### The problem
Output exactly the lines that run from the line with "sun in this photo." to the end of the material, both ends included, and no other lines.

──────── Supplied data

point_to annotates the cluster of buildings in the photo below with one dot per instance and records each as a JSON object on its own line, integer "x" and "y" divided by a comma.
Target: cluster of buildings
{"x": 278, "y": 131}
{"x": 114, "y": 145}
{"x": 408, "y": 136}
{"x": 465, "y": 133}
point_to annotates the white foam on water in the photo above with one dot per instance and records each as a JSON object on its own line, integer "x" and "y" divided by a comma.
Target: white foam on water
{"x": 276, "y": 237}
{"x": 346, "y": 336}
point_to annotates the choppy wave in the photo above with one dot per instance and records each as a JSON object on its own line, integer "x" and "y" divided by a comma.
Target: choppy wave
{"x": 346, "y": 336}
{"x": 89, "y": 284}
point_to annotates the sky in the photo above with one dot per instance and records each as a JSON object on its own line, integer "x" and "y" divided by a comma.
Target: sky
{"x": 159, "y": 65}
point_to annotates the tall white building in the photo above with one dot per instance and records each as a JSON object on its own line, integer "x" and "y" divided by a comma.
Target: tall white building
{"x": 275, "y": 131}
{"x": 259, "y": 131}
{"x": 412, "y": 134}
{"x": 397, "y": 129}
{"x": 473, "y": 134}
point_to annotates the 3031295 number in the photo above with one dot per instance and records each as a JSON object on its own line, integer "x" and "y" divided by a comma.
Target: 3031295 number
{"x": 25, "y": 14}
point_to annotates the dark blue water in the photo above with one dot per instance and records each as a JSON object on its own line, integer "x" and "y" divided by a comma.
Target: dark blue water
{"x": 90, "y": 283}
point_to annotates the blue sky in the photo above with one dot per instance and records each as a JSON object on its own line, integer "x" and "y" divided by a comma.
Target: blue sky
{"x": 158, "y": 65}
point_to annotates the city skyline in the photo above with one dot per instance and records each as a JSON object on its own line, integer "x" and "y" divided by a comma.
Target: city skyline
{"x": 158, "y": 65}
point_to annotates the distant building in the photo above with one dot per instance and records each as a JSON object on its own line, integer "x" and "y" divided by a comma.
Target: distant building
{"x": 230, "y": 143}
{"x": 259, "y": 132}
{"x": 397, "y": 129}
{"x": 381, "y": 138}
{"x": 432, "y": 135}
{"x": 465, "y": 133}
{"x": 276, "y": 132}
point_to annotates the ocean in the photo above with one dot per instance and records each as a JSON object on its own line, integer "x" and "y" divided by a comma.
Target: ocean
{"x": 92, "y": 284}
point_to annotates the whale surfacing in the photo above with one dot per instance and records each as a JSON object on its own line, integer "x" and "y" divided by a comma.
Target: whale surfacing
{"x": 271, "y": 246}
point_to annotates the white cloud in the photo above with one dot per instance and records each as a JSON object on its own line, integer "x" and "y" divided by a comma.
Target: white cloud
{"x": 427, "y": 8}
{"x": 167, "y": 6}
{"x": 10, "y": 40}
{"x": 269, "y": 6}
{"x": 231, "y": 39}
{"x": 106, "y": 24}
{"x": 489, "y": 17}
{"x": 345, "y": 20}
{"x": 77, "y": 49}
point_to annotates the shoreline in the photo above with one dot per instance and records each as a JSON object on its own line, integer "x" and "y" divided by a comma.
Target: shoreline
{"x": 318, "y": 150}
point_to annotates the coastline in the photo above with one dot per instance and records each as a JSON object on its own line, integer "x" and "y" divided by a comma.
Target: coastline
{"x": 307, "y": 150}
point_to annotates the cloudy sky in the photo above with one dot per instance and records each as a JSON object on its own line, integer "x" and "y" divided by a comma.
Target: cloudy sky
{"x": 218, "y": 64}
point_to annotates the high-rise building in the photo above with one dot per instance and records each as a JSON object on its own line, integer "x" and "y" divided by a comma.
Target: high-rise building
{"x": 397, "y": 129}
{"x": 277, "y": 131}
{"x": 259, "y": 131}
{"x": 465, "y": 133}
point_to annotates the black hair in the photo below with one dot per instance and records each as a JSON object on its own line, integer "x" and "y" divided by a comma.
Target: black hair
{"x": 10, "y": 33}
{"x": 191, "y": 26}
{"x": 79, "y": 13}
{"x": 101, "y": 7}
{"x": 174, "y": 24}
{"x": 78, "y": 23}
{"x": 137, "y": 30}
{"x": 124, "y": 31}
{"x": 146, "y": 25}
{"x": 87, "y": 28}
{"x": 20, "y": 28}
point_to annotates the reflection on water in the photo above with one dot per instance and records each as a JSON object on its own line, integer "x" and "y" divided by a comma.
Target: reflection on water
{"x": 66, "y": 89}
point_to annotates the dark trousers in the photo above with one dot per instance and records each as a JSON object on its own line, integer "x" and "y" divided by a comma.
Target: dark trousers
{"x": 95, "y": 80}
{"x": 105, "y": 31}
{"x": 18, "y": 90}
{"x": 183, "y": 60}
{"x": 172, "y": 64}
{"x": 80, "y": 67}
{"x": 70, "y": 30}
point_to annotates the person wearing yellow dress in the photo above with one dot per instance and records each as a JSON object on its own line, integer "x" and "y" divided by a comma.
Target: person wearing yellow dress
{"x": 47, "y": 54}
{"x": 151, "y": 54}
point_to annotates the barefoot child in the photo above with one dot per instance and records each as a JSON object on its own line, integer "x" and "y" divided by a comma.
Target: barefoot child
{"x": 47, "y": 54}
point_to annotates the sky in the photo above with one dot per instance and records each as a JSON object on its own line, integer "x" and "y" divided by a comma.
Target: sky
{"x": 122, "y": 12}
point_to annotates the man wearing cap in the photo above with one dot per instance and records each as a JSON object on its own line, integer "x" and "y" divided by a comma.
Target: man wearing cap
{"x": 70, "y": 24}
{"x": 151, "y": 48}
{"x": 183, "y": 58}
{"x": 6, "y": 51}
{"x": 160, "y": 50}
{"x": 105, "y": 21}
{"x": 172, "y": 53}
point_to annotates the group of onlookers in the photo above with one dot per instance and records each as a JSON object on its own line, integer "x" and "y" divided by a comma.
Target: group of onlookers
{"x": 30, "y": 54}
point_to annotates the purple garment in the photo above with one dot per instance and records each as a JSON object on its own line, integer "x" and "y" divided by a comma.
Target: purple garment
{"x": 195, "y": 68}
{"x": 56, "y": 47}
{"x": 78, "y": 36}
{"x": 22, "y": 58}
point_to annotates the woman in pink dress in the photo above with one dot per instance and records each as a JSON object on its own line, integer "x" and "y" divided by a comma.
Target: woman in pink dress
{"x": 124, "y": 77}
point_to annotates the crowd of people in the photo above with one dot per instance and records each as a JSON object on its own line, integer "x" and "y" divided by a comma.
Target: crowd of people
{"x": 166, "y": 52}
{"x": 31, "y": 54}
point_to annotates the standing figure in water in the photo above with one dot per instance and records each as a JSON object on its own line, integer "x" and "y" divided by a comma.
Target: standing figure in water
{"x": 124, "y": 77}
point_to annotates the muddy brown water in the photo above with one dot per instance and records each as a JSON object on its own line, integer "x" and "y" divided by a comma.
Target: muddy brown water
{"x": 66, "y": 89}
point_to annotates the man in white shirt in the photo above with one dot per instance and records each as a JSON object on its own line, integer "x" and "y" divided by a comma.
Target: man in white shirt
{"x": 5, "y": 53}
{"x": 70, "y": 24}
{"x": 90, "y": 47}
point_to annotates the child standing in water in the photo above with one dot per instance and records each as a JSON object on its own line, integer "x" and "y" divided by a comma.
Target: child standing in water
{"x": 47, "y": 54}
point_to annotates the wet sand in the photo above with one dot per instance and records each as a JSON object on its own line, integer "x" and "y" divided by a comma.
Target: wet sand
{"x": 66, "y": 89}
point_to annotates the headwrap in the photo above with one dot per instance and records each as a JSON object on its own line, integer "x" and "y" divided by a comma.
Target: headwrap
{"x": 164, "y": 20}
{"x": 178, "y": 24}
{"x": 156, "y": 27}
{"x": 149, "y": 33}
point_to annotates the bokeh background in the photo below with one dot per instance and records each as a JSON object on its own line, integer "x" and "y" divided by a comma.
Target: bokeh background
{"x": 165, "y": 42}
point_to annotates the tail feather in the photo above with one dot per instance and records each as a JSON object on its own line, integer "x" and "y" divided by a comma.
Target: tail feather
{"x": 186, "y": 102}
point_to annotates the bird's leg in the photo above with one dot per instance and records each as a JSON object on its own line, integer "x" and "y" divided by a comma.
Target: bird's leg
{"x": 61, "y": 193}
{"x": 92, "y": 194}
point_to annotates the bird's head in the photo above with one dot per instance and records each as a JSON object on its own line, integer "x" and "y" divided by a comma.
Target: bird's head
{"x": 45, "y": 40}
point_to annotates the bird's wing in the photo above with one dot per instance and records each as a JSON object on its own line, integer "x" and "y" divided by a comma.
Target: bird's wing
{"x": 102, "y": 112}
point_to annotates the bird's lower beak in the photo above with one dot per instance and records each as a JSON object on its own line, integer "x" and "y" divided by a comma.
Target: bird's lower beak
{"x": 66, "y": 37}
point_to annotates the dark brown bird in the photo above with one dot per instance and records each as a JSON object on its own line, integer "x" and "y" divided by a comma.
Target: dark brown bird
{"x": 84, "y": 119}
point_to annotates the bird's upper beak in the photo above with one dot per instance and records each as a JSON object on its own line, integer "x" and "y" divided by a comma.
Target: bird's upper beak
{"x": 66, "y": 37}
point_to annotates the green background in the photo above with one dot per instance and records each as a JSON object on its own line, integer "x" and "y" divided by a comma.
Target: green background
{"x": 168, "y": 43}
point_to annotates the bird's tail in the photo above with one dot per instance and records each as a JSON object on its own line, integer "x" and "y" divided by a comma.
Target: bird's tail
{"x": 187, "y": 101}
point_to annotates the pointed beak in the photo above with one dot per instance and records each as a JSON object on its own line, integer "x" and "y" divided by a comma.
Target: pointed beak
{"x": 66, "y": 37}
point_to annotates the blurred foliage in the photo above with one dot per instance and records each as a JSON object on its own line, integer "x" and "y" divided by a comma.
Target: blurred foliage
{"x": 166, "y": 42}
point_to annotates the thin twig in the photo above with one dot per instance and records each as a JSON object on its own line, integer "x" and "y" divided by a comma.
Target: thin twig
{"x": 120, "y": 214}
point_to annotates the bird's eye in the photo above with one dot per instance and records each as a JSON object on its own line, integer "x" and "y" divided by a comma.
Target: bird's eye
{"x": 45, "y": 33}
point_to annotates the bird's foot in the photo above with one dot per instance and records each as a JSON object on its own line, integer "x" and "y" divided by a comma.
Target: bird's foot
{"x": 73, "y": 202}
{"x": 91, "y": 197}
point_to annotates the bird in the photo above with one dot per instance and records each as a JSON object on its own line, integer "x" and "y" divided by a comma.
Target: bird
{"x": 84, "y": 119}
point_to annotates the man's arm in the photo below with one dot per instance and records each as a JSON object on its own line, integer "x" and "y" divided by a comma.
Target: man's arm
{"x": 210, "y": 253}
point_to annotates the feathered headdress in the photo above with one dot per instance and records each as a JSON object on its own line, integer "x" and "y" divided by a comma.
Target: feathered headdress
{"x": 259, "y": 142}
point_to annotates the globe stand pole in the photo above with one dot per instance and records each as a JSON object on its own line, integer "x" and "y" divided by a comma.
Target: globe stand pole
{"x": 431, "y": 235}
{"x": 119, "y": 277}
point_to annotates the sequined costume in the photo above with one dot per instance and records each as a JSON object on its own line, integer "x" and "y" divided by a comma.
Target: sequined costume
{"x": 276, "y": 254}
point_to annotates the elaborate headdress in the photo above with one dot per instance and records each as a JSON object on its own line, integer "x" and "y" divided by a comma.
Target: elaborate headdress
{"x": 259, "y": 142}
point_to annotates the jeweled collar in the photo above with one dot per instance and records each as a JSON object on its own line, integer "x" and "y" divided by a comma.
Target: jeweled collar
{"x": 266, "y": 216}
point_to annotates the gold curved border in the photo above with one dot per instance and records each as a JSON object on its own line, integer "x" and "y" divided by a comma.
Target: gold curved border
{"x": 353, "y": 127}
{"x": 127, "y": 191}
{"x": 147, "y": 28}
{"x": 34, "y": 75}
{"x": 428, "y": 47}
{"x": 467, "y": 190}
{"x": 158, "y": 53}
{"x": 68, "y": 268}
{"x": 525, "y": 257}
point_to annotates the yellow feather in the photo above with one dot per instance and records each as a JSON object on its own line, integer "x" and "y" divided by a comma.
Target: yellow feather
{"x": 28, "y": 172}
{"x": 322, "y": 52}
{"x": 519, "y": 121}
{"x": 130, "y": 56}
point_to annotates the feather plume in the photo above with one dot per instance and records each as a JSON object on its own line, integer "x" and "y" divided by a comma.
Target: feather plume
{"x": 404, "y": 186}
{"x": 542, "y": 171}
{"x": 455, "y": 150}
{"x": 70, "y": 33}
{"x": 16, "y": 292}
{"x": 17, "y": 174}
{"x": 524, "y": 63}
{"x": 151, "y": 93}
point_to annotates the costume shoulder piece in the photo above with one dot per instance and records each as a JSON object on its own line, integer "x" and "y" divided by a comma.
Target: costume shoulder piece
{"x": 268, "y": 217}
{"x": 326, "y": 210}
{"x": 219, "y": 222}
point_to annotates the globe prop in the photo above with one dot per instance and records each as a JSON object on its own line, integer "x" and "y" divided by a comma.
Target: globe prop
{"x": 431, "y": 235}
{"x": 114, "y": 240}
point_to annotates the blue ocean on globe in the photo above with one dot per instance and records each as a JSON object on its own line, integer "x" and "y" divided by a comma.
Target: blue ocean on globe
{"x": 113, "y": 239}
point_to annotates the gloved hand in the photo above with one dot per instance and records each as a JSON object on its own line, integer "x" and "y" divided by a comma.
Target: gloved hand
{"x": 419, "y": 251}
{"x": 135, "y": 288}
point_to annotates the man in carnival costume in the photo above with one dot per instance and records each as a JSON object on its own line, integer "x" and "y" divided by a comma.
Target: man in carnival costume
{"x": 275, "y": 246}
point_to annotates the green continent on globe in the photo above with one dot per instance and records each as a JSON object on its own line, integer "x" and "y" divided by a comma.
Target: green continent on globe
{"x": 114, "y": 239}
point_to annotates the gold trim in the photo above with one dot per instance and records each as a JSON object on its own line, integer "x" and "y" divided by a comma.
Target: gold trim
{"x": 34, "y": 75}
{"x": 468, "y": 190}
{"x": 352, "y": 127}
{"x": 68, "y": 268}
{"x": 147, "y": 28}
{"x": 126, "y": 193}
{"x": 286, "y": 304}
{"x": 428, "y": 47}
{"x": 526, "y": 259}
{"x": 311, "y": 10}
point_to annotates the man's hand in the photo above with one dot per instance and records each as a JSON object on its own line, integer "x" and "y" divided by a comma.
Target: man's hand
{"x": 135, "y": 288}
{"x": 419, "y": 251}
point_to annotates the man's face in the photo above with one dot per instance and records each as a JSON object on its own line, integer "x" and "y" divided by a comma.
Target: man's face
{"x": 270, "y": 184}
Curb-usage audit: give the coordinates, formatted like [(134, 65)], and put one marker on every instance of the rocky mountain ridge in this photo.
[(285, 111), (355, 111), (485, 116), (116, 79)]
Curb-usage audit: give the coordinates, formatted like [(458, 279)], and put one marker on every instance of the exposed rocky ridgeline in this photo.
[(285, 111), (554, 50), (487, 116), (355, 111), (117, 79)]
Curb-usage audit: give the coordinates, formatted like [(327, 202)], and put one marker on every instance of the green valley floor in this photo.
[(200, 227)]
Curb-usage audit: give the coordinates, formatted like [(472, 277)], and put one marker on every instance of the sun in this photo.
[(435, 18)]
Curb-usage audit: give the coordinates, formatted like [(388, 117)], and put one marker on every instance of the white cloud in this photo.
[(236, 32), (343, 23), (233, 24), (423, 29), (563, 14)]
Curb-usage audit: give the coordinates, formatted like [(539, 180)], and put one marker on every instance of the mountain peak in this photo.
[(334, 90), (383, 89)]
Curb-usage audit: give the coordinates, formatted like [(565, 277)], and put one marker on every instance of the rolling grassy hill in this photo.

────────────────

### Output
Curb-usage audit: give the coordinates, formatted like [(472, 277)], and put one marker on every instance of the sun in this photo.
[(435, 18)]
Curb-usage audit: give the coordinates, formatted like [(388, 117)], and put one marker on every instance of the white cloud in this photo.
[(236, 32), (343, 23), (233, 24), (423, 29), (563, 14)]
Curb-usage audit: give the coordinates, formatted like [(539, 180)], and put one marker on every instance of the mountain peak in this photo.
[(334, 90), (383, 89)]
Curb-usage audit: give the coordinates, formatted like [(565, 277)], and put one marker on every instance of the rolling grassy hill in this photo.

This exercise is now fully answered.